Reading passage:
Additionally, it is known to embody the lift elements as lifting
columns, with at least one lifting column being arranged on one
side of the vehicle and the second lifting column at the opposite
side of the vehicle. Additionally, the embodiment of a car lift is
known in the form of a scissor platform, in which the lifting
elements are each embodied as lifting scissors. Depending on the
weight of the vehicle and the size of the vehicle such car lifts
comprise two or more lifting elements.
[0005] All above-mentioned embodiments are suitable for the present
invention.
[0006] The use of at least two cylinder/piston assemblies in a
master/slave system is subject to malfunction such that due to
thermal expansion and/or air enclosures in the hydraulic system the
synchronization between the master and the slave assembly may be
disturbed, so that a tilted position of the car lift can develop in
parts of the hydraulic system, particularly in the lifted position
and/or at pressure peaks.

Provided information:
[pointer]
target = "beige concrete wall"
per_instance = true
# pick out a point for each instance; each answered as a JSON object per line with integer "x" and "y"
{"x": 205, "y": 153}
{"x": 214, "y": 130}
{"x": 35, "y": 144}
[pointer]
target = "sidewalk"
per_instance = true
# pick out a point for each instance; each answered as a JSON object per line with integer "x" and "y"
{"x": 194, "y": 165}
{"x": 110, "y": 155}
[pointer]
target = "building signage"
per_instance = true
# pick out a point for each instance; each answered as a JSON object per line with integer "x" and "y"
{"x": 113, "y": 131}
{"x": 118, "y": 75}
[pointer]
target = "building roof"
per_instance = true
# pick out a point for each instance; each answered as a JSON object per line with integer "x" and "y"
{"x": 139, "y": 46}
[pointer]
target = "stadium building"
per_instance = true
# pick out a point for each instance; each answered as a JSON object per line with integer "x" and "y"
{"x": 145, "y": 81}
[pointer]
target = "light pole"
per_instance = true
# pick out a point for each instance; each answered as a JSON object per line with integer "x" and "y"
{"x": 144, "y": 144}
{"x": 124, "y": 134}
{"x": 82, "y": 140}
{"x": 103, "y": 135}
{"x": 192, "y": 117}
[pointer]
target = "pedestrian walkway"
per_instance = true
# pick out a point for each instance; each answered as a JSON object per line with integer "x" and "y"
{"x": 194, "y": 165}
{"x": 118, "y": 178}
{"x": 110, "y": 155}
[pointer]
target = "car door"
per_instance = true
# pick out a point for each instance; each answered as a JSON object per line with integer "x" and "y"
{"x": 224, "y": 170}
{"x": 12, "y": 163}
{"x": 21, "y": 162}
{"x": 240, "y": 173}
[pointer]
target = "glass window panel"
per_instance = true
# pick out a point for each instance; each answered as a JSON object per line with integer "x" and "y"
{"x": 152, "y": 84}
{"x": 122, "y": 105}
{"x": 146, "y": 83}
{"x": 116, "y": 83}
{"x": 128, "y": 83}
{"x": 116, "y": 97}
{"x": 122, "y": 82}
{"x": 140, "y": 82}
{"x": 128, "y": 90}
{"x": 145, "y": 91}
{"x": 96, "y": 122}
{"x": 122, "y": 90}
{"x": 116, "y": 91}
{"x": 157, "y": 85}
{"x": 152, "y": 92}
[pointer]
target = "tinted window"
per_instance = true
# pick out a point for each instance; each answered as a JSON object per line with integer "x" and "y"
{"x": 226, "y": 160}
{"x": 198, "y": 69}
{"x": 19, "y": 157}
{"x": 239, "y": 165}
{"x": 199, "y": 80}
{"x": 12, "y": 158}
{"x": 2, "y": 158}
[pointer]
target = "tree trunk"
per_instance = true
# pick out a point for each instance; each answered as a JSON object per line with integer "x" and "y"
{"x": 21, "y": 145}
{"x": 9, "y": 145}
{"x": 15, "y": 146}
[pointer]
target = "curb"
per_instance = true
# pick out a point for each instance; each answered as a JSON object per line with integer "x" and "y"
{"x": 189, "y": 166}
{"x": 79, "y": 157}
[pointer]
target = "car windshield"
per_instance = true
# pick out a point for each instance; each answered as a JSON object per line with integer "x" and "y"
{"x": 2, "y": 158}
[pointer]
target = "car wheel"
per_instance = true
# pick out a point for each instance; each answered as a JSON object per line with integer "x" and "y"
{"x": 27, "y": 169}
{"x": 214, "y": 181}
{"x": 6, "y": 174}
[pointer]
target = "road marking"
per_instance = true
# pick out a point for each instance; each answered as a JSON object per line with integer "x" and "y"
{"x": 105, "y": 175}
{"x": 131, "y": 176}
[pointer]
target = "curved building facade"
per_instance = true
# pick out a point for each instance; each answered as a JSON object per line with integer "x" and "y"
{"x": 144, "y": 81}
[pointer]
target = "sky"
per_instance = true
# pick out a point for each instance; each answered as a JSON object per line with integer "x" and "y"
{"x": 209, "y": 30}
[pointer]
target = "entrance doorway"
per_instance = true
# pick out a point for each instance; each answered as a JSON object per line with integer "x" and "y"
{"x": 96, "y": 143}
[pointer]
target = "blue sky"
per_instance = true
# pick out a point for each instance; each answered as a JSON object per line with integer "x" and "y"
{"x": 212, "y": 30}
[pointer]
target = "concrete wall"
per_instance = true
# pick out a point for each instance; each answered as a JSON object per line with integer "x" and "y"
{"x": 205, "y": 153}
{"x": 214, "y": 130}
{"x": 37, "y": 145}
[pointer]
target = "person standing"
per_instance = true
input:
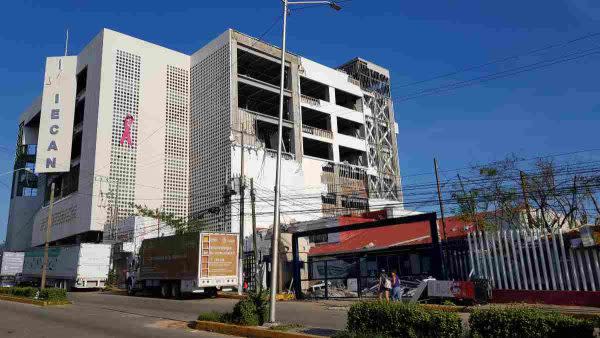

Written request 1:
Copy the car lift text from "Additionally, it is" up to and including "more lifting elements.".
Written request 2:
Write the next part of the passage on hydraulic car lifts, starting after its final sentence.

Output 1:
Additionally, it is known to embody the lift elements as lifting
columns, with at least one lifting column being arranged on one
side of the vehicle and the second lifting column at the opposite
side of the vehicle. Additionally, the embodiment of a car lift is
known in the form of a scissor platform, in which the lifting
elements are each embodied as lifting scissors. Depending on the
weight of the vehicle and the size of the vehicle such car lifts
comprise two or more lifting elements.

Output 2:
SUMMARY
[0007] The present invention is therefore based on the objective of
improving car lifts of prior art, particularly with regards to
their susceptibility for leveling the car lift in the extended
state and pressure peaks within the hydraulic system, for example
due to non-homogenous thermal impingement of the hydraulic system
and/or by air enclosures. Another objective comprises simplifying
the filling and/or venting of the hydraulic system of the car lift
with hydraulic fluid.
[0008] These objectives are attained in a car lift according to the
invention for motor vehicles. Preferred embodiments of the car lift
according to the invention are described in detail below and in the
claims.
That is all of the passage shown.